_EXTRACTED INFORMATION_.
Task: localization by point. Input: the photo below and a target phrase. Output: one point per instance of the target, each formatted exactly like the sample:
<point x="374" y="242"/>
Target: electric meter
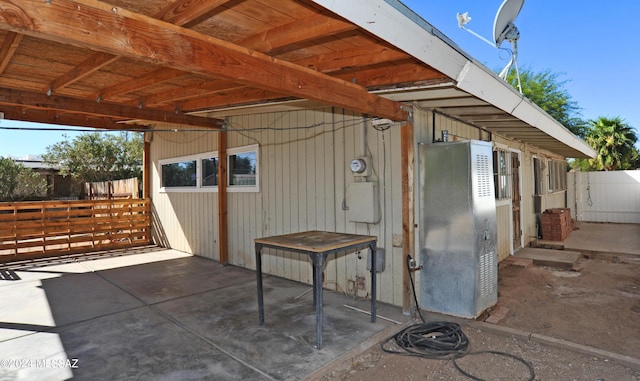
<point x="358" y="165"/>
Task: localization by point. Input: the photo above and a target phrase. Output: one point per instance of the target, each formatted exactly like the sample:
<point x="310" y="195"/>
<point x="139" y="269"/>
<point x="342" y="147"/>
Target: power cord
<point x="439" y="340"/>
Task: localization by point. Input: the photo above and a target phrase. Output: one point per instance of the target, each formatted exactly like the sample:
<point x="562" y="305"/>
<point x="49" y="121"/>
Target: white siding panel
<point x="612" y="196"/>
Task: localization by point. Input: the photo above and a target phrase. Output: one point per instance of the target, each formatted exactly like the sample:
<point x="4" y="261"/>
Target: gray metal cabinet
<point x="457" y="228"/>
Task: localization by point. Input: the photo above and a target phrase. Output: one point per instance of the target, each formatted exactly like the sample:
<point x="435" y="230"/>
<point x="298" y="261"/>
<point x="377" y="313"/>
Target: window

_EXERCISE DESCRIPTION_. Copy all of the records above word for word, leaving out the picture.

_RESULT FOR THIS TASK_.
Task: localization by point. Input: the photo below and a target phrase. Output: one point per instance of the target, each formatted exactly like the sample:
<point x="374" y="242"/>
Target: electric meter
<point x="358" y="165"/>
Task: localization by point. Input: the photo above and a target phrase. Output: one point per instance of the target, each formatted exactly like the sample:
<point x="310" y="195"/>
<point x="139" y="269"/>
<point x="342" y="147"/>
Target: power cord
<point x="439" y="340"/>
Task: localization by point. Input: the photo above and a target phrase. Output: one point per instance of the target, each formatted exactly like the sample:
<point x="562" y="305"/>
<point x="49" y="121"/>
Target: white siding panel
<point x="612" y="196"/>
Task: localization by point. Input: the photo above and a target phrase. Output: one point per instance of the target, each formatted exactly like the sample:
<point x="4" y="261"/>
Target: gray metal cabinet
<point x="457" y="228"/>
Task: localization by point. Input: the photo above and a target phrase. Output: one point per instance of the target, each formatted exactly like the sample:
<point x="435" y="230"/>
<point x="298" y="261"/>
<point x="377" y="313"/>
Target: window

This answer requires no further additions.